> [Your goal]: Reproduce the drinking anecdotes word for word, starting at the words "Woke up at 4:30am" and ending after the words "my drinking limit...".

> [Excerpt to read]:
I heard some girl say 'yeah he mustve been so drunk he kept mumbling and repeating himself'
And I thought
Fuck I do that shit every weekend
A moment of silence for all our pussy whips bro's who had to endure the NEW MOON premier!
All I remember is saying that "fire will make it all better"
Woke up at 4:30am to my little brother shaking me. Apparently I fell asleep naked on my kitchen table waiting for the toaster to pop. 2 years of college completed and i still havent learned my drinking limit...
Shaun got a portable breathalyzer for christmas so now we can tell who the biggest pussy is at the end of the night.
We are going out Saturday. Oh and we might also be jousting on bikes.
We were showing our tits to everyone because it's breast cancer awareness month and we care deeply
I thought we were doing it cause it's Tuesday
im that hungover where parking at red lights has to be done
He peed in the bird bath. Those birds are gonna be pissed
What guy invites over a booty call, gets all naked and then when the real fun begins and a condom is needed, claims to not have one? And wears socks THE entire time?

[Point localization data]

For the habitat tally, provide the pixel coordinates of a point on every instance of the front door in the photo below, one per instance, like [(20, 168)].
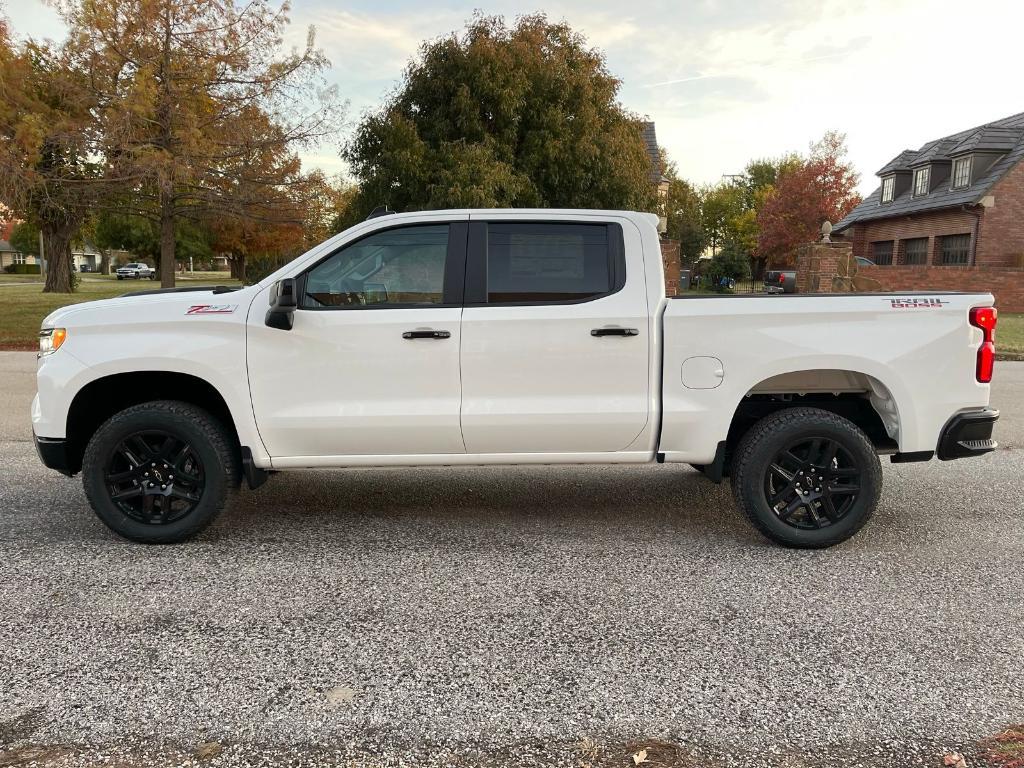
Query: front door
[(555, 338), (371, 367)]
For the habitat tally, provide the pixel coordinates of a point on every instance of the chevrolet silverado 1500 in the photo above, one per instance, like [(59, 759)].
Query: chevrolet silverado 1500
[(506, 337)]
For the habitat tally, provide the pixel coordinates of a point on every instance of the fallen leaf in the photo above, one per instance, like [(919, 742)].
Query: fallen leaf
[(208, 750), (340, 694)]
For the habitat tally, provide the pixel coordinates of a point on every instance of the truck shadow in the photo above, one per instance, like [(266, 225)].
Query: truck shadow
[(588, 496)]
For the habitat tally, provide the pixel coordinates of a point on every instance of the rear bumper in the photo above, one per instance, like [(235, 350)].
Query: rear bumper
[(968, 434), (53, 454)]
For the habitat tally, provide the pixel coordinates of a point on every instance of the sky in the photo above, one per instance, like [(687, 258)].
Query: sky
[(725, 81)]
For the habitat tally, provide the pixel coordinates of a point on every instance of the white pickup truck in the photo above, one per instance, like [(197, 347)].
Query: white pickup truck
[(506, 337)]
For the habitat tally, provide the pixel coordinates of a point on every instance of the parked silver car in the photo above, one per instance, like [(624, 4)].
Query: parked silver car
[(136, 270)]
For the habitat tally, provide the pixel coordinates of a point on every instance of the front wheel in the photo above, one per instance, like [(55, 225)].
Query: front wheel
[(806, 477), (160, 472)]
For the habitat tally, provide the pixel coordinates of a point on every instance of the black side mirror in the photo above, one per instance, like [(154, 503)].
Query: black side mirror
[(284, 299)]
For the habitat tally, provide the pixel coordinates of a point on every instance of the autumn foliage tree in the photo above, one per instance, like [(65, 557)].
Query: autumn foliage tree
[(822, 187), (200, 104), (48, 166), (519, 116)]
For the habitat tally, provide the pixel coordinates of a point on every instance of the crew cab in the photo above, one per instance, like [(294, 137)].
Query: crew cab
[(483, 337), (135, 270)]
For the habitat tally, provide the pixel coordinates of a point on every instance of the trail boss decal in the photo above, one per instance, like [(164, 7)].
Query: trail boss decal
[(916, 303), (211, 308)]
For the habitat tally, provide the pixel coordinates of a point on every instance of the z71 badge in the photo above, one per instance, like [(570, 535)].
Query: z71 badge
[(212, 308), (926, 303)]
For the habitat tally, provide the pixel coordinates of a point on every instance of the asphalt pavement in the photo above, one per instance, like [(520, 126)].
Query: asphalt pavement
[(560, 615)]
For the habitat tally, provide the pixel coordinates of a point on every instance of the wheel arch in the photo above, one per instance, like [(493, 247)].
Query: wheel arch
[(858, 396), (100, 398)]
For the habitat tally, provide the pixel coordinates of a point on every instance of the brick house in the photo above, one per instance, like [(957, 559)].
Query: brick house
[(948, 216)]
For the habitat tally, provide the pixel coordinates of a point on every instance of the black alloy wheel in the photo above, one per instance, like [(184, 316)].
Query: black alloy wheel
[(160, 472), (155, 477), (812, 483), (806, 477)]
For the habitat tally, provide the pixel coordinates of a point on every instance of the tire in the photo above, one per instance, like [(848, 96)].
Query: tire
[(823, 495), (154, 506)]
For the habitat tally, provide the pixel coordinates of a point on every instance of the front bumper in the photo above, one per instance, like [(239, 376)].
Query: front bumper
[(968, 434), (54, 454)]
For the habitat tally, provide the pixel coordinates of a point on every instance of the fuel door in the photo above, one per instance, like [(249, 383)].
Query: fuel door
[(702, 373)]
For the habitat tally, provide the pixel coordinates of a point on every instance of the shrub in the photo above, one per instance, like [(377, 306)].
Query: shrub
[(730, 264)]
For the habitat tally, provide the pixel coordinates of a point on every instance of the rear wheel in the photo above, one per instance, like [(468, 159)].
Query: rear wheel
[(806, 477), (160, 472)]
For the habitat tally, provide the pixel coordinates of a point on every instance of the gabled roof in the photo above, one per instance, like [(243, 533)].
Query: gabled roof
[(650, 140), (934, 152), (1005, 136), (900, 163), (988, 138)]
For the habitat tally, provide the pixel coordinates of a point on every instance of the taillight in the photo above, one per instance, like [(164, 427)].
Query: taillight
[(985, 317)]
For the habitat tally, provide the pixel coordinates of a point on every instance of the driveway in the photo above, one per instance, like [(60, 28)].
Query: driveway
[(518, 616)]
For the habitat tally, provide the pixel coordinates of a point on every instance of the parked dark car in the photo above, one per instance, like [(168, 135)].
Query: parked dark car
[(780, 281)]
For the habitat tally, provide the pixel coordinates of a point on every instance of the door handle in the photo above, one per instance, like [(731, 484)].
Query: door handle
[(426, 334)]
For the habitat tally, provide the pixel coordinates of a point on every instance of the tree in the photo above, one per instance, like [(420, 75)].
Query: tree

> [The completed task]:
Woke up at 4:30am to my little brother shaking me. Apparently I fell asleep naked on my kitchen table waiting for the toaster to pop. 2 years of college completed and i still havent learned my drinking limit...